• **SOURCE MATERIAL**

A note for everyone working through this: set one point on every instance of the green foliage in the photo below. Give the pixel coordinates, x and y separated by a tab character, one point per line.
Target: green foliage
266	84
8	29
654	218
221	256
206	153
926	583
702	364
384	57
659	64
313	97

• **WHAT YOU WILL DO**
Copy every line of the listing, exact to the last character.

• **SOLUTION TO THE PROBLEM**
A note for everyone working through this: set one point on every instance of the green foliage in the photo below. Give the pixel coordinates, x and y separated by a tab character, one point per line.
Target: green foliage
266	84
8	29
654	218
221	256
206	153
926	583
702	364
384	57
659	64
313	97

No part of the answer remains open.